▶ _Entries from a dataset_
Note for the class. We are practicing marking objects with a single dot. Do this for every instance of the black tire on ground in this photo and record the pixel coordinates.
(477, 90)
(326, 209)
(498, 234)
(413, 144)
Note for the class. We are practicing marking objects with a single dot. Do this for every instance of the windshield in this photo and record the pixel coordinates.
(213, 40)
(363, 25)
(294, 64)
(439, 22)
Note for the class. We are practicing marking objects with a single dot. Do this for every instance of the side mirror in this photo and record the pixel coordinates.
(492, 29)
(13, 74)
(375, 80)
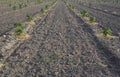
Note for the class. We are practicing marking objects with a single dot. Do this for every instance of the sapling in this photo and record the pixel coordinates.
(29, 17)
(107, 31)
(42, 10)
(19, 28)
(92, 19)
(84, 13)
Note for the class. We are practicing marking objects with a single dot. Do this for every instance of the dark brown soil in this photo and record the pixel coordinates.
(62, 45)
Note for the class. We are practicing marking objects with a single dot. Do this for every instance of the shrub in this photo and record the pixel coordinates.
(14, 7)
(71, 6)
(19, 25)
(46, 7)
(42, 10)
(19, 31)
(107, 31)
(29, 17)
(84, 13)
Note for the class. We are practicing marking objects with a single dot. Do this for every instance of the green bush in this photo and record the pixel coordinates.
(29, 17)
(14, 7)
(42, 10)
(19, 31)
(46, 7)
(84, 13)
(92, 19)
(19, 25)
(107, 31)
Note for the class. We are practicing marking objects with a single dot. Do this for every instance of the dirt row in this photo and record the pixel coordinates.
(105, 19)
(63, 45)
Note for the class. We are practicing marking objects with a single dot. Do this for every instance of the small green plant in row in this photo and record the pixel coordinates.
(71, 6)
(19, 28)
(29, 17)
(107, 31)
(92, 19)
(42, 11)
(84, 13)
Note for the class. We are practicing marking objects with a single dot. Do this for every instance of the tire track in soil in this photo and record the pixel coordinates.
(62, 34)
(104, 19)
(111, 57)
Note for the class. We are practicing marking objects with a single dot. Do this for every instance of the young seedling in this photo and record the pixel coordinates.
(84, 13)
(42, 11)
(19, 25)
(29, 17)
(46, 7)
(19, 28)
(72, 7)
(19, 32)
(92, 19)
(14, 7)
(107, 31)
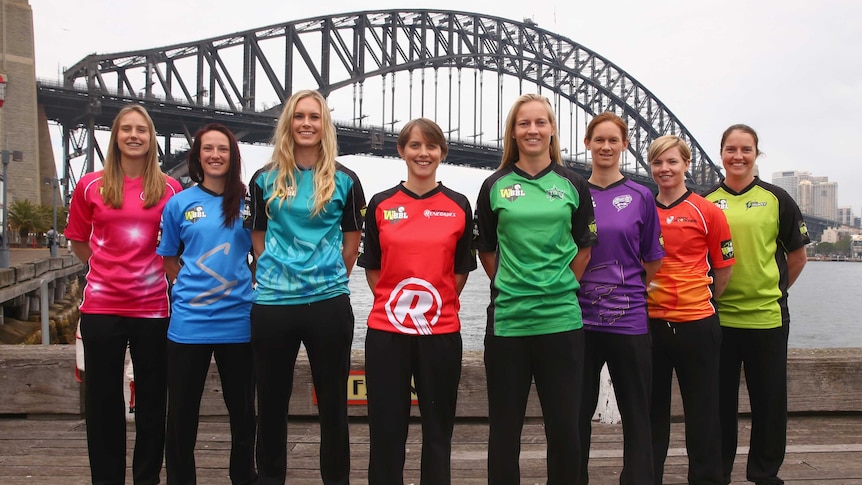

▶ _DIRECTIONS FOR THIS TASK_
Please repeat every one of the entries above word for word, leaving the pictures out of your answer.

▶ _RESPONSE_
Note for the class. We are practicing marking objects with a single dot. Do this for every instance of the black tire on ground in this photo and record the pixel coordinates.
(477, 90)
(326, 209)
(498, 234)
(413, 144)
Note for the class. We are practicing marking objects with a single dot. Do this for every instance of the windshield in this photo and record the pixel coordinates.
(213, 40)
(363, 25)
(294, 64)
(439, 22)
Note for the class. We are practicing marking objects with a single dot. Do this for every instance of the side mirror in this photo and record the pixel coordinates.
(492, 29)
(13, 74)
(375, 80)
Note for the class. We are practicing marking objects with a single dot. Do this for every instance of the sapling in this photo and record the pixel coordinates.
(29, 17)
(107, 31)
(42, 10)
(19, 28)
(92, 19)
(84, 13)
Note for the class. We are practicing marking objects with a single dot. Do this for every instance of the dark brown soil in this photo and record the pixel coordinates.
(62, 45)
Note for the class. We are practicing marking objects with a single dot. Do this for every instance of the shrub in this photo and record the pixel coordinates.
(14, 7)
(71, 6)
(19, 25)
(46, 7)
(42, 10)
(19, 31)
(107, 31)
(29, 17)
(84, 13)
Note for the class. We are practicing marking objects with a single dot. Do this for every instance of the green bush in this photo and record the pixel coordinates.
(29, 17)
(14, 7)
(42, 10)
(19, 31)
(46, 7)
(84, 13)
(92, 19)
(19, 25)
(107, 31)
Note for the class. We are practicing marking objects with a single dot. Do this for every instance of the dirt row in this photo and record the pixel coordinates.
(105, 19)
(63, 45)
Note for the class. We are practicing marking objects with a single dot. Do this for every instance of the small green plant in row in this photo and record the pixel coordinates.
(71, 6)
(19, 28)
(29, 17)
(107, 31)
(92, 19)
(42, 11)
(84, 13)
Note for the class. We are practicing marking objects with a single dot. Do this for every instance of the tire track in soil in this photo and record the pixel coordinates.
(62, 34)
(104, 19)
(111, 57)
Note for the class. We are practicing marking objects with a single dot. Do this for every instance of the young seedling in this photo and record the pixel coordinates.
(84, 13)
(42, 11)
(19, 25)
(29, 17)
(46, 7)
(19, 28)
(72, 7)
(19, 32)
(92, 19)
(14, 7)
(107, 31)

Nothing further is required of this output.